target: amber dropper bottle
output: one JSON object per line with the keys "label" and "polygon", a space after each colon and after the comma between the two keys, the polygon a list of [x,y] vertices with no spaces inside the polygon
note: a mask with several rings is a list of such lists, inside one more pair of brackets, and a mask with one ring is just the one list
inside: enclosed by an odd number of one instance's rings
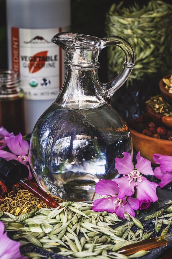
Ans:
{"label": "amber dropper bottle", "polygon": [[170,233],[164,236],[150,238],[125,245],[118,251],[117,252],[125,255],[129,255],[141,250],[148,250],[165,245],[172,242],[172,233]]}
{"label": "amber dropper bottle", "polygon": [[4,184],[11,186],[18,182],[24,188],[52,208],[61,208],[53,197],[27,179],[29,170],[26,165],[17,160],[7,161],[0,157],[0,180]]}

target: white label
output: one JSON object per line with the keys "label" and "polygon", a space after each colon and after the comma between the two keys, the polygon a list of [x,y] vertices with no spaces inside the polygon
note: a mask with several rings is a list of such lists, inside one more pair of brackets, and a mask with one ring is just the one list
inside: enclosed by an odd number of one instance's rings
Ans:
{"label": "white label", "polygon": [[66,28],[11,28],[12,68],[27,99],[55,99],[64,78],[64,54],[51,39]]}

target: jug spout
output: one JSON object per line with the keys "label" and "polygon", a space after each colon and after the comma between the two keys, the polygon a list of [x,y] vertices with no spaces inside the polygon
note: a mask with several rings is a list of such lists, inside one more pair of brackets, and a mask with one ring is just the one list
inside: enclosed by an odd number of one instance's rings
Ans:
{"label": "jug spout", "polygon": [[[56,34],[52,38],[53,42],[60,47],[64,52],[67,58],[65,62],[68,65],[83,66],[84,69],[89,69],[93,65],[93,69],[100,66],[98,62],[99,48],[101,40],[97,37],[62,32]],[[77,69],[77,66],[75,67]]]}
{"label": "jug spout", "polygon": [[97,37],[66,32],[56,34],[52,40],[65,52],[75,48],[98,47],[101,44],[101,39]]}
{"label": "jug spout", "polygon": [[130,43],[120,37],[110,36],[102,39],[69,32],[56,34],[52,39],[53,42],[60,46],[66,53],[66,66],[75,69],[93,70],[98,68],[99,54],[104,48],[114,45],[124,51],[126,57],[123,68],[113,80],[107,83],[99,81],[101,92],[105,99],[110,99],[125,83],[134,66],[134,51]]}

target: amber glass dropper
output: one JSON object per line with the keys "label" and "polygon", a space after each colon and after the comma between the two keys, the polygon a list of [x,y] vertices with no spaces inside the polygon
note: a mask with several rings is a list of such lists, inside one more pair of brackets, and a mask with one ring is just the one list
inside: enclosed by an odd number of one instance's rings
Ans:
{"label": "amber glass dropper", "polygon": [[27,166],[17,160],[7,161],[0,157],[0,180],[5,184],[11,186],[18,182],[24,188],[52,208],[61,208],[54,198],[28,178],[29,170]]}
{"label": "amber glass dropper", "polygon": [[171,242],[172,233],[171,233],[125,245],[118,251],[117,252],[125,255],[129,255],[141,250],[148,250],[165,245]]}
{"label": "amber glass dropper", "polygon": [[59,208],[61,207],[59,204],[53,197],[46,193],[40,187],[27,178],[20,179],[18,182],[25,189],[34,194],[50,207],[55,208],[59,206]]}

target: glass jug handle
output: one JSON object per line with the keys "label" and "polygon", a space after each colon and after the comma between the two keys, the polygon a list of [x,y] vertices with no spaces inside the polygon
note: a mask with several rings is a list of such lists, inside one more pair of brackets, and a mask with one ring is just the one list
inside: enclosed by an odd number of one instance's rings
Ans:
{"label": "glass jug handle", "polygon": [[108,98],[110,98],[115,92],[127,80],[134,66],[135,56],[134,50],[130,43],[126,40],[117,36],[108,36],[101,39],[102,43],[99,50],[108,46],[118,46],[124,52],[126,60],[123,64],[123,68],[118,75],[113,80],[108,83],[102,83],[105,89],[105,94]]}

• Request: Swap "vertices" for "points" in the stretch from the line containing "target: glass jug handle" through the end of the listing, and give only that stretch again with everything else unchanged.

• Result of the exercise:
target: glass jug handle
output: one JSON object per line with the keys "label" and "polygon", a space after each colon and after the comma between the two keys, the polygon a list of [x,y] points with no spaces inside the polygon
note: a mask with several rings is a list of such lists, inside one more pair of brackets, and a mask with one ring is just the one list
inside: enclosed by an odd number of one instance's rings
Ans:
{"label": "glass jug handle", "polygon": [[108,98],[110,98],[115,92],[127,80],[134,66],[135,56],[134,50],[130,43],[126,40],[117,36],[108,36],[101,39],[102,43],[99,50],[108,46],[118,46],[124,52],[126,60],[123,64],[123,68],[118,75],[113,80],[108,83],[102,83],[105,89],[105,94]]}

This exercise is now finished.